→ SOAL LATIHAN
1. Salin dengan tepat bagian kutipan tentang dinasti politik di bawah. Mulailah pada kata-kata "Namun, barangkali, perlu" dan berhentilah setelah kata-kata "yang memegang kekuasaan.".
2. Teruskan kutipan tentang dinasti politik di bawah, dimulai sesudah kalimat terakhir yang tercantum.

→ KUTIPAN DOKUMEN
_ _ _ _
Dinasti yang mengidap narsisme akut ini, telah menganggap negara adalah rumahnya, setiap daerah adalah kamar-kamar yang semuanya harus dikerjakan dan diisi oleh keluarganya, kerabatanya, dan seluruh innercircle-nya. Mari kita sebut satu persatu: Gibran Rakabumi Raka, anaknya jadi Wali Kota Surakarta, dan akan jadi Wakil Presiden Indonesia.[1] Bobby Nasution, mantunya jadi Wali Kota Medan.[2] Kaesang Pangarep, anaknya jadi ketua Partai Solidaritas Indonesia.[3] dan yang akan datang: Kahiyang Ayu, anaknya akan maju Pilkada[4] Erina Gudano, mantunya santer dikabarkan maju di Pilkada Wali Kota Sleman.[5]
Segala pemberhalaan itu terbangun hanya karena mereka punya alat negara. Punya legitimasi kekuasaan. Dengan demikian, mereka percaya bahwa semua langkah politiknya bisa dilaksanakan, semua yang diinginkan harus terealisasikan. Semua sanak-saudara, kerabat, tante-om dan ponakannya, semua harus kabagian. Dan dari semua keberhasilan—meski inkonsitusional dan melacurkan moral—yang telah mereka rengkuh, mereka menganggap kita sebagai rakyat hanyalah sekumpulan anak kecil yang hanya bisa merengek dan merengek.
Tambah brengsek karena dari semua gerbang kehancuran demokrasi, kebanyakan orang masih akan tetap menjawab dengan: Lho, kan rakyat yang memilih. Rakyat juga yang menilai. Hm, jawaban yang menggemaskan dan memang tidak sepenuhnya bisa disalahkan. Siapa saja memang boleh untuk menceburkan diri ke lumpur-lumpur kotor politik; dan pada akhirnya, memang rakyat yang menentukan.
Namun, barangkali, perlu diingat siapapun yang berkontestasi karena dibekingi dinasti, sebutlah keluarganya Jokowi dan keluarga Yasin, yang selalu terjerat korupsi, atau para politikus yang mengendorse anaknya masuk politik—-mereka-mereka ini memiliki privilese yang amat kuat dan menguntungkan. Para politkus yang maju karena nepotisme tentu tidak perlu repot-repot membangun kepercayaan publik dari bawah, ikut organisasi kepemudaan, bergaul dengan rakyat biasa, atau mengubah hal-hal kecil di sekitarnya. Apa lagi membaca dan menguasai teks-teks teoretis Marxis. Karena semuanya sudah diatur oleh keluarganya yang memegang kekuasaan.
_ _ _ _
→ ENTRI YANG DISEDIAKAN
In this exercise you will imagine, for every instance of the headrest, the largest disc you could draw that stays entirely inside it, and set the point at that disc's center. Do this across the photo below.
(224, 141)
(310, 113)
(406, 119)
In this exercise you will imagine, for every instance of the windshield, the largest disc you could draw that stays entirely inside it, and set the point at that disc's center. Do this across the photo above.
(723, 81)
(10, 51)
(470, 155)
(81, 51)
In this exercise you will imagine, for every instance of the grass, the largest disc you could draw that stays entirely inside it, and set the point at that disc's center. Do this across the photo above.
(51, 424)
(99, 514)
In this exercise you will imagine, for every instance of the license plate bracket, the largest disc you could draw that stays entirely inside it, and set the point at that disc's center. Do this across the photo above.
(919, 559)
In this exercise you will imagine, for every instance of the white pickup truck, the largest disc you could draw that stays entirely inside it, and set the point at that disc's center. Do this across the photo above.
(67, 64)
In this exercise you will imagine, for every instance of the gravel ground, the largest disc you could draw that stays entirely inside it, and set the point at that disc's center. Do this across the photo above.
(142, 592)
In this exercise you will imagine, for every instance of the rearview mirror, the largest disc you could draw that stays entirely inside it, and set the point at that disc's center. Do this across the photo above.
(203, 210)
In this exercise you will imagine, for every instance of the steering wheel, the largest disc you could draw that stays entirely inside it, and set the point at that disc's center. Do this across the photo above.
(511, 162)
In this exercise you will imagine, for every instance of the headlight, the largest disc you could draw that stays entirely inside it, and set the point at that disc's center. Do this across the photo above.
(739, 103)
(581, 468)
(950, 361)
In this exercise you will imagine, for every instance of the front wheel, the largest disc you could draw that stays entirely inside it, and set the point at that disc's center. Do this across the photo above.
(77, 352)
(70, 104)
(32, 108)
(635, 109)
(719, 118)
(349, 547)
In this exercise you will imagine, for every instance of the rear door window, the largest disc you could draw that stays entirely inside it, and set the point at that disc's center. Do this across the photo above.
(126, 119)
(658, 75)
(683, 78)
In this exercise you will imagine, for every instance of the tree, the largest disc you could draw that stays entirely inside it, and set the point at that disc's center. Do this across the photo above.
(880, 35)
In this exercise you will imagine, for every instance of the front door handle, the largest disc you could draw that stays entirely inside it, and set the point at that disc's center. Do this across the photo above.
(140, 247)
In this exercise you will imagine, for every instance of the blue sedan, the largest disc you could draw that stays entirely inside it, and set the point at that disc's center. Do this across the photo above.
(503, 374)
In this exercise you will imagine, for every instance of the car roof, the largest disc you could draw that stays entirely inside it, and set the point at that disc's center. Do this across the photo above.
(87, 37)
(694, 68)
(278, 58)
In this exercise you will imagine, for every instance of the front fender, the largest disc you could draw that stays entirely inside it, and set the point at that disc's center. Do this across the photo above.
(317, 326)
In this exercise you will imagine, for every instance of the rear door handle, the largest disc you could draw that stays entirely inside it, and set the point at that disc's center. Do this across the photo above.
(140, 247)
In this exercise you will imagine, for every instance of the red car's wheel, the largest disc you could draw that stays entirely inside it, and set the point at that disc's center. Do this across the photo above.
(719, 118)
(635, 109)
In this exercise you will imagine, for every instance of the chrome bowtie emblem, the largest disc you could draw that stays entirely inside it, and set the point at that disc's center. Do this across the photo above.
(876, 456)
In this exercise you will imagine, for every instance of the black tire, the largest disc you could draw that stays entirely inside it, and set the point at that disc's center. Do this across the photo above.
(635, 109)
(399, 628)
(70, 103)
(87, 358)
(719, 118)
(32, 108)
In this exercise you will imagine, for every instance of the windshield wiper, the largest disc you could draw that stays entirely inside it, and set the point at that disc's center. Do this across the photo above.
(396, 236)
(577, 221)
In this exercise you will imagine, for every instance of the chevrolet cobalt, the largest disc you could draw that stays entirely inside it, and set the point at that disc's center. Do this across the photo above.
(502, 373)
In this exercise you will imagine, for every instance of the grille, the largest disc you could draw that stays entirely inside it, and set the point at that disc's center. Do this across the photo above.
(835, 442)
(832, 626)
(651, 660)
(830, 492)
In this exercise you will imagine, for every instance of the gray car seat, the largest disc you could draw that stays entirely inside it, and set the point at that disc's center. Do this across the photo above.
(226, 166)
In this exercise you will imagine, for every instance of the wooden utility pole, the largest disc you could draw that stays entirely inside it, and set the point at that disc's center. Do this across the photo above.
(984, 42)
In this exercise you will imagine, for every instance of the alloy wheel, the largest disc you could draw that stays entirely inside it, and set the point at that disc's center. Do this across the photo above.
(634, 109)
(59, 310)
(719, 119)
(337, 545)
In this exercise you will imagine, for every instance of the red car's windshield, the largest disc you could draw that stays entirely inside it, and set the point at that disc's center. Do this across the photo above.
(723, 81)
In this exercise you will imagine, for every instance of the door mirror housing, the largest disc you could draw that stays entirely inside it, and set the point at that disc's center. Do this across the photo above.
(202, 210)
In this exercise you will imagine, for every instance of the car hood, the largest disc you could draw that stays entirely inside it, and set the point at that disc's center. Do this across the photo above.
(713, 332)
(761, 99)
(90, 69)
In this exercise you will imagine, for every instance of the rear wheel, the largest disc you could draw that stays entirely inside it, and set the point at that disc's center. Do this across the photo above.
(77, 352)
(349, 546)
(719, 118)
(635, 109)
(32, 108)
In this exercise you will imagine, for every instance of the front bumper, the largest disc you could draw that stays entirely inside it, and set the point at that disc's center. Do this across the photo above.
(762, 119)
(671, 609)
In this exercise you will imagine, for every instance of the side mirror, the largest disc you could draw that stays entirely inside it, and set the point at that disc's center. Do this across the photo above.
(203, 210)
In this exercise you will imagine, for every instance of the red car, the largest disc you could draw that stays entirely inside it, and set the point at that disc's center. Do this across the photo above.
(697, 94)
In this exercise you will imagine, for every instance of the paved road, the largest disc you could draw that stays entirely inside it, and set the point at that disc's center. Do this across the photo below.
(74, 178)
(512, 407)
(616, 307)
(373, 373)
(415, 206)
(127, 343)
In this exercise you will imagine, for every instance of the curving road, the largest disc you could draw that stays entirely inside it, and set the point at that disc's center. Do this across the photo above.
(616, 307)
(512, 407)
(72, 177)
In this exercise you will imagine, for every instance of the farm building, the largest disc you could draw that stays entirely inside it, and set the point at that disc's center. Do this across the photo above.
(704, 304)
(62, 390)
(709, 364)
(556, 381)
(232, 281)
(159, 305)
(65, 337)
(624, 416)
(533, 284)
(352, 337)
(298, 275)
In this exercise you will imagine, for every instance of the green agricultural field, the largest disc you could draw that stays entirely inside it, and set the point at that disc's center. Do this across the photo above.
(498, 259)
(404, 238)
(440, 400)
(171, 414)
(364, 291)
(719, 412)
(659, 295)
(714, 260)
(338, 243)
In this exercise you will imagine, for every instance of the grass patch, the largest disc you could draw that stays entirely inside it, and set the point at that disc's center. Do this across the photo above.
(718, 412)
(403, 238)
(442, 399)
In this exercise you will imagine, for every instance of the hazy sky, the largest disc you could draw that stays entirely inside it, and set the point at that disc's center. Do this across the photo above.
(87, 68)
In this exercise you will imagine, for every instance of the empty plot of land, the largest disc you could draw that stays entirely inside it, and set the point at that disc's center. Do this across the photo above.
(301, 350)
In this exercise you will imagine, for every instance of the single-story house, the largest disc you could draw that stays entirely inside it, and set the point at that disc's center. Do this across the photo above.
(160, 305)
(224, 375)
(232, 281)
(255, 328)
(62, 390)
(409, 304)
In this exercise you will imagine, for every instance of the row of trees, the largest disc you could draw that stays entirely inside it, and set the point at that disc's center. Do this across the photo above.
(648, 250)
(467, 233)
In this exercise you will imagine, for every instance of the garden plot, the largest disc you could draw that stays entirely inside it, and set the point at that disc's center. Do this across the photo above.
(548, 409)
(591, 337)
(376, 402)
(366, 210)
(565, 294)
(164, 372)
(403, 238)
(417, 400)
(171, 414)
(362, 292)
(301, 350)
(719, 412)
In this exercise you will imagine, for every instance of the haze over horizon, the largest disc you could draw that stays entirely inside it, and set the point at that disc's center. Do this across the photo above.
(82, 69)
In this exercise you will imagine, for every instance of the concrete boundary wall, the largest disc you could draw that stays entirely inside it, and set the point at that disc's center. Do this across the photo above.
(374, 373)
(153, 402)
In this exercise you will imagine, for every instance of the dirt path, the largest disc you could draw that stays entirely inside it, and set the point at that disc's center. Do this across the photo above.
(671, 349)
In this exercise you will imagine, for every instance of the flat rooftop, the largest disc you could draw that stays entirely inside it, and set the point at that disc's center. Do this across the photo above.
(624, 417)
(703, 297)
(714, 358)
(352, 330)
_ _ _ _
→ JAWABAN PER SOAL
1.
Namun, barangkali, perlu diingat siapapun yang berkontestasi karena dibekingi dinasti, sebutlah keluarganya Jokowi dan keluarga Yasin, yang selalu terjerat korupsi, atau para politikus yang mengendorse anaknya masuk politik—-mereka-mereka ini memiliki privilese yang amat kuat dan menguntungkan. Para politkus yang maju karena nepotisme tentu tidak perlu repot-repot membangun kepercayaan publik dari bawah, ikut organisasi kepemudaan, bergaul dengan rakyat biasa, atau mengubah hal-hal kecil di sekitarnya. Apa lagi membaca dan menguasai teks-teks teoretis Marxis. Karena semuanya sudah diatur oleh keluarganya yang memegang kekuasaan.

2.
Demokrasi memang meniscayakan setiap orang berhak memilih dan dipilih. Tetapi siapa yang tega menyerahkan tanggung jawab suatu tata kota kepada yang barangkali tak pernah tahu sejarah dan permasalahan suatu kota. Bahkan tak pernah kita kenal orang dan rekam jejaknya? Siapa yang bisa menjamin kebijakannya pada ketersediaan rumah layak huni jika pemimpinnya tak pernah memasuki gubuk-gubuk, di kawasan urban maupun wilayah pinggiran? Mereka yang besar karena kekuasaan biasanya mereka-mereka yang tak pernah menginjak tanah dan tidak pernah tahu apa yang terjadi dalam realitanya.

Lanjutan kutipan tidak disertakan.